17 Tahun Damai Aceh: Kejelasan Bendera Aceh Dipertanyakan, Untuk Apa Tiang Kosong di DPRA?
Menurut KPA, selama ini implementasi butir-butir MoU dan turunan Undang-undang Nomor 11 Tahun 2006 tentang Pemerintahan Aceh (UUPA) tak bisa maksimal karena persoalan bendera dan lambang saja belum tuntas.
“Nanti jangan salahkan jika generasi berikutnya menaikkan bendera klub sepakbola di tiang kosong di depan DPRA, itu karena mereka tidak tahu tiang kosong itu untuk apa. Jika tidak, mungkin DPRA akan menaikkan 2 bendera merah putih di DPRA sebagai bentuk simbol nasionalisme ganda dan nasionalisme luar biasa para wakil rakyat di gedung DPRA. Hal itu sah-sah saja jika semua tanpa kepastian adanya,” kata Hasbar.
Menurut Hasbar, untuk tahap awal jika memang qanun bendera itu sudah sah, ada baiknya di instasi pemerintah provinsi, gedung wali nanggroe dan DPRA bahkan hingga kantor bupati, wali kota serta DPRK untuk mulai dikibarkan, sehingga rakyat pun ikut mengibarkannya.
Jika rakyat yang dikompori untuk mengibarkannya, sementara stakeholder pemerintahan yang ada di Aceh juga tak kunjung berani menanggap qanun tersebut sah, justru jadi blunder nantinya.

Entri Data>
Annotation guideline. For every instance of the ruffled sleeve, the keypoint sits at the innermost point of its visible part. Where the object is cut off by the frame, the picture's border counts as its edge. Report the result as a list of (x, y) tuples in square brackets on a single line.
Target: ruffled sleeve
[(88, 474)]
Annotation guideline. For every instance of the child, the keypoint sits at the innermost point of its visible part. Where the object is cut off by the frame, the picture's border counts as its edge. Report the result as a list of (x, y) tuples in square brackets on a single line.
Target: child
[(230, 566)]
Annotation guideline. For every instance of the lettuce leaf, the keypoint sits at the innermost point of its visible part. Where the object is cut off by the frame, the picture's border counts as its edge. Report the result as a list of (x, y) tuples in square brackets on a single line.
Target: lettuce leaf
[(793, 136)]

--

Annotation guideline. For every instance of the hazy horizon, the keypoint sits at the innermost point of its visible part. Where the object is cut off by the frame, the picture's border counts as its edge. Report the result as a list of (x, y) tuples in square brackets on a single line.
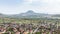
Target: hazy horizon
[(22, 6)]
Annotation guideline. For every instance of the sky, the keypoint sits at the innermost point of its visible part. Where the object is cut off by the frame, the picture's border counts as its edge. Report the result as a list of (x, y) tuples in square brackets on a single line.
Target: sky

* * *

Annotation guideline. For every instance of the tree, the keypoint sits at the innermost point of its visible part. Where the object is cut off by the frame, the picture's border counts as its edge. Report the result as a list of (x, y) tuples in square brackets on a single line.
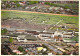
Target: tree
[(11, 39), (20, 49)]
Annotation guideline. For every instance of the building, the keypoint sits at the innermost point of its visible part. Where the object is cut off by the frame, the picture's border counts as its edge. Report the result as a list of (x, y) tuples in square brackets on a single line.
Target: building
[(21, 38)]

Tugas> Menurut KPA dalam teks tentang bendera Aceh, mengapa pelaksanaan butir-butir MoU dan turunan UUPA tidak bisa maksimal?

Hasil Tugas> Pelaksanaannya tidak bisa maksimal karena persoalan bendera dan lambang saja belum tuntas.